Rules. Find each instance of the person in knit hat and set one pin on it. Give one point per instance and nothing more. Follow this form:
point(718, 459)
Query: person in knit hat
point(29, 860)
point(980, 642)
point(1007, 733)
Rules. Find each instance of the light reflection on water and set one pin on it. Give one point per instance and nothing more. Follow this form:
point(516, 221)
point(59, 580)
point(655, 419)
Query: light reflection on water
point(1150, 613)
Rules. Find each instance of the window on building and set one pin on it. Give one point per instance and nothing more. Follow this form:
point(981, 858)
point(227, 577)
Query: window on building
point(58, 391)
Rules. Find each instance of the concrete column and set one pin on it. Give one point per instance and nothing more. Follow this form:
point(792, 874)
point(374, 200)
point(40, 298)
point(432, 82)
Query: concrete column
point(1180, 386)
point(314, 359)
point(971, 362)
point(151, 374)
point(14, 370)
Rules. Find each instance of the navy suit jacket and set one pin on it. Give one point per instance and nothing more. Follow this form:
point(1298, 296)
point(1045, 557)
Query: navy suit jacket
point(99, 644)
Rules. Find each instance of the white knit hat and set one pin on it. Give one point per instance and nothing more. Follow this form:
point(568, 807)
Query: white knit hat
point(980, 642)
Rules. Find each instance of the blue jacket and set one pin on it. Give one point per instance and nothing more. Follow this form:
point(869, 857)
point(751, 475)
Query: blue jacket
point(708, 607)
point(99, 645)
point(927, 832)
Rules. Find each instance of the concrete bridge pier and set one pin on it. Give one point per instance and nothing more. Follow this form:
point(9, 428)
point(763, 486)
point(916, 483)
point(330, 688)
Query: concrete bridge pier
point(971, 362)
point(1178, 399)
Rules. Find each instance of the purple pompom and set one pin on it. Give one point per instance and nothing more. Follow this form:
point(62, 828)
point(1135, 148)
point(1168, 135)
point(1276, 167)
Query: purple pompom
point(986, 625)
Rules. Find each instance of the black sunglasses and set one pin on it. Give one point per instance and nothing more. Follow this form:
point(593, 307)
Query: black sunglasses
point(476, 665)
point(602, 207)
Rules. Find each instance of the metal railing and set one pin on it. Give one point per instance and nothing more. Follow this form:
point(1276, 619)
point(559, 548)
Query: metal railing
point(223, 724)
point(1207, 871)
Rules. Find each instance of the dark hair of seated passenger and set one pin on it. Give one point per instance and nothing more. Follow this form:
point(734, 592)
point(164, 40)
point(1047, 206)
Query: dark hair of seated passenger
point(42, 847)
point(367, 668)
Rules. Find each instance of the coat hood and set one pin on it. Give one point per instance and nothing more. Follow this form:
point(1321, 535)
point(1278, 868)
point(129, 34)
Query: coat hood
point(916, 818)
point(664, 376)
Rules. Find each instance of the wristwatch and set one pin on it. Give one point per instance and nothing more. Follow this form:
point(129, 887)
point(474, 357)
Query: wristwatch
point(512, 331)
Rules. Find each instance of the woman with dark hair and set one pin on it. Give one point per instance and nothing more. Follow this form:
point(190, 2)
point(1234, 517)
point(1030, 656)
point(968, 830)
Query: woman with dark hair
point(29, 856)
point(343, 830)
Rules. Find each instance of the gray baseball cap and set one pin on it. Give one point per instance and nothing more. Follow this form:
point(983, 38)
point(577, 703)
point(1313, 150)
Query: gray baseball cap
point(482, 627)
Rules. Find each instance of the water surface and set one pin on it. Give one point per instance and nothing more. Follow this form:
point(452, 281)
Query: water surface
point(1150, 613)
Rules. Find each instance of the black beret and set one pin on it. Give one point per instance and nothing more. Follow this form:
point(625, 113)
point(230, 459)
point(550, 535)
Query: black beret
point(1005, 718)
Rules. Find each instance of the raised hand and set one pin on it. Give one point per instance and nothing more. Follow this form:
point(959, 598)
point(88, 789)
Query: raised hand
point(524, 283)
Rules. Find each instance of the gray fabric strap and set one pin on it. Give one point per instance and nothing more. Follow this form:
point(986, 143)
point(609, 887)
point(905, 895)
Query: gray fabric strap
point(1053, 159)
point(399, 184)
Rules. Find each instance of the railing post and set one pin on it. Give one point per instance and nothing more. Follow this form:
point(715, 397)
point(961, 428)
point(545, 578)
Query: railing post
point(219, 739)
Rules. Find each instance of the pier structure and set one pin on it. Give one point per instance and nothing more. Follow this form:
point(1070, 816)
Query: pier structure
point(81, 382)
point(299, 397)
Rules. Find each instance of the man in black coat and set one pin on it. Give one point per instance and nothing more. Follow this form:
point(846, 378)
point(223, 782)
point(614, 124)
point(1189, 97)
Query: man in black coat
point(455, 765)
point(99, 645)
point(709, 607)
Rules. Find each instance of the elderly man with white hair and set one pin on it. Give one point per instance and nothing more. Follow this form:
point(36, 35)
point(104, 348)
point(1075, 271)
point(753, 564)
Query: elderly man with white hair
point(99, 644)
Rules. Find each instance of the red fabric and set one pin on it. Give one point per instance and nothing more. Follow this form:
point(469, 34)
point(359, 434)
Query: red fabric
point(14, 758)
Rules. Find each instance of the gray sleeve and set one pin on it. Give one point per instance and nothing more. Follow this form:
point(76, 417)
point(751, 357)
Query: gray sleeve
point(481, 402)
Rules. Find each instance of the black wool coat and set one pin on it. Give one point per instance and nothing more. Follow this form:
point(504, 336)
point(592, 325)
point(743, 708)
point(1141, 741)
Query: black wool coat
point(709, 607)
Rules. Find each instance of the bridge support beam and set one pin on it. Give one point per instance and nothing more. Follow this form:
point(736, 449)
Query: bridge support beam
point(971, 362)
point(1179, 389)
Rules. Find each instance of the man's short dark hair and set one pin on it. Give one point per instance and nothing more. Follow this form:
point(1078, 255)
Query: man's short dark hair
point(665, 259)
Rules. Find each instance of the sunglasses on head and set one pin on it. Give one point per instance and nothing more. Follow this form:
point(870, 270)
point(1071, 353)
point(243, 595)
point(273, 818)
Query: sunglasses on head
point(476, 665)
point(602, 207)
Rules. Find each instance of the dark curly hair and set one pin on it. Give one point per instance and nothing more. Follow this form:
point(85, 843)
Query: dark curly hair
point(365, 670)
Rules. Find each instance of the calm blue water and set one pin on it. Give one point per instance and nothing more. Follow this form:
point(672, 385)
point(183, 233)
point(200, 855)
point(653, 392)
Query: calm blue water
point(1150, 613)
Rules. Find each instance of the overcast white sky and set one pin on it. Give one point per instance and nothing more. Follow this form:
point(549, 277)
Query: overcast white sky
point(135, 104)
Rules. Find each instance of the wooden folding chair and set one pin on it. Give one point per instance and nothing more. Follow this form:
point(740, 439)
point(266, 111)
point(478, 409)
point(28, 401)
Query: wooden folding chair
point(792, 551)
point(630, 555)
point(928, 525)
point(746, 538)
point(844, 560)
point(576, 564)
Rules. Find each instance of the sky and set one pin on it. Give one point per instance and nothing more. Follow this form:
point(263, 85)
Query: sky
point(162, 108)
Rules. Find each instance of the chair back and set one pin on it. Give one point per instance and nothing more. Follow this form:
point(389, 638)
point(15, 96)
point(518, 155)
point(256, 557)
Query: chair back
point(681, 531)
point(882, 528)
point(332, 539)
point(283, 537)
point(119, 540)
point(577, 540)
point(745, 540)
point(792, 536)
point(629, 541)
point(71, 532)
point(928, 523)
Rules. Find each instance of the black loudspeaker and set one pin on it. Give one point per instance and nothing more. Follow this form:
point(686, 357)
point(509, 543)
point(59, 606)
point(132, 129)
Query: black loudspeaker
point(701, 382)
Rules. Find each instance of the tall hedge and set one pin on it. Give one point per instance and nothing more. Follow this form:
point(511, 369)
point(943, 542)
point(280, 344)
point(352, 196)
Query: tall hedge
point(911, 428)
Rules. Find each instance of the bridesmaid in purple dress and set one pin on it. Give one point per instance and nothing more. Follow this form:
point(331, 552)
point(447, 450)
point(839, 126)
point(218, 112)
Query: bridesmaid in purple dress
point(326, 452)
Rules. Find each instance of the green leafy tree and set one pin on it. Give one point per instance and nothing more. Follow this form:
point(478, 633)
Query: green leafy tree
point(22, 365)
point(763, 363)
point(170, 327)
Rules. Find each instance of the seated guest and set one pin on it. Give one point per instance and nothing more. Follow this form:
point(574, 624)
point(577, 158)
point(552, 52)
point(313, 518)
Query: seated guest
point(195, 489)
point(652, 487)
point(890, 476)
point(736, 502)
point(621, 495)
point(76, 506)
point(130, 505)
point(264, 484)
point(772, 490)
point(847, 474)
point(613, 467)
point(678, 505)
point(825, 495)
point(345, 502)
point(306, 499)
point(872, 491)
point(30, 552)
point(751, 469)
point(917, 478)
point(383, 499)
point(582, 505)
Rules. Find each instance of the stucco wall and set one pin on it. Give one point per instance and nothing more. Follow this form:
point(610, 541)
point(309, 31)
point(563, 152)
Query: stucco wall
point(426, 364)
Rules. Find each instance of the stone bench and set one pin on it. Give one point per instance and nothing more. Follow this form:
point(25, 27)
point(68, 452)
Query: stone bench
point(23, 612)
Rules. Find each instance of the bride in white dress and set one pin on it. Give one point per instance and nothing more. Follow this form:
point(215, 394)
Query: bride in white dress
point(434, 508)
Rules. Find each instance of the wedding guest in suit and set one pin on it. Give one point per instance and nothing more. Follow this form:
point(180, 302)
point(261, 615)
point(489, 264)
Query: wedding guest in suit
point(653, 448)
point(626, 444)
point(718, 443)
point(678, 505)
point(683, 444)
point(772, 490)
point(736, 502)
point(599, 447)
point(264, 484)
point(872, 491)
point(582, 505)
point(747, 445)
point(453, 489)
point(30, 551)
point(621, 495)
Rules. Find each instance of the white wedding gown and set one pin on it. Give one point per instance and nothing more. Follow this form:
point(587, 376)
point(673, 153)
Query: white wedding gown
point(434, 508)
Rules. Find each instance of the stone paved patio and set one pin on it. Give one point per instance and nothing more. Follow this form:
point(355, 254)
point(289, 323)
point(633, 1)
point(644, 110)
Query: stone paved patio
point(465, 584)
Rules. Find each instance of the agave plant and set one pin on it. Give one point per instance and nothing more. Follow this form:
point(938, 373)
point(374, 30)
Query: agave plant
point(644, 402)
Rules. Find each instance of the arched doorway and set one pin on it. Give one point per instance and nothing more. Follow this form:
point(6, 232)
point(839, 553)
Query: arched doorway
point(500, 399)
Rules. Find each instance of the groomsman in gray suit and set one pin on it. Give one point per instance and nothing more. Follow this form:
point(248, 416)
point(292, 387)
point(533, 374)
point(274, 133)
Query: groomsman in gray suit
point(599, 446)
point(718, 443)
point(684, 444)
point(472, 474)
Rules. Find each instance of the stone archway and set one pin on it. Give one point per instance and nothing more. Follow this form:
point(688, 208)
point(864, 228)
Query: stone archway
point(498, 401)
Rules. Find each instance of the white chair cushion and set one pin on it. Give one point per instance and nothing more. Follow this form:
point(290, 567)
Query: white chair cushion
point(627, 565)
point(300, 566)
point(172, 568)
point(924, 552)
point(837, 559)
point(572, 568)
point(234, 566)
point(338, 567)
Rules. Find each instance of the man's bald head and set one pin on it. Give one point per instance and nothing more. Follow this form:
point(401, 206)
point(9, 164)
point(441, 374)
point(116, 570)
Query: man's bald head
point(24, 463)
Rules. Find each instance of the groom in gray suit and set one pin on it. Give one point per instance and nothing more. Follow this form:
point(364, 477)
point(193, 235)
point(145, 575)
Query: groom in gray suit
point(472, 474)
◇ ◇ ◇ ◇ ◇ ◇ ◇
Given exercise:
Rewrite the listing lines from the line containing "Rules. Find each instance of the raised" through the line containing "point(399, 184)", replacing "set one pin" with "place one marker" and leaving everything else unchanged. Return only those lines.

Task solution:
Rules. Find each instance of the raised hand and place one marker on it. Give one point per instance and nothing more. Follow this form:
point(959, 598)
point(88, 789)
Query: raised hand
point(524, 283)
Rules. Find each instance of the gray fabric strap and place one marker on it. Give one point per instance and nothing more. Follow this form:
point(986, 143)
point(609, 887)
point(905, 895)
Query: gray fabric strap
point(1053, 159)
point(399, 184)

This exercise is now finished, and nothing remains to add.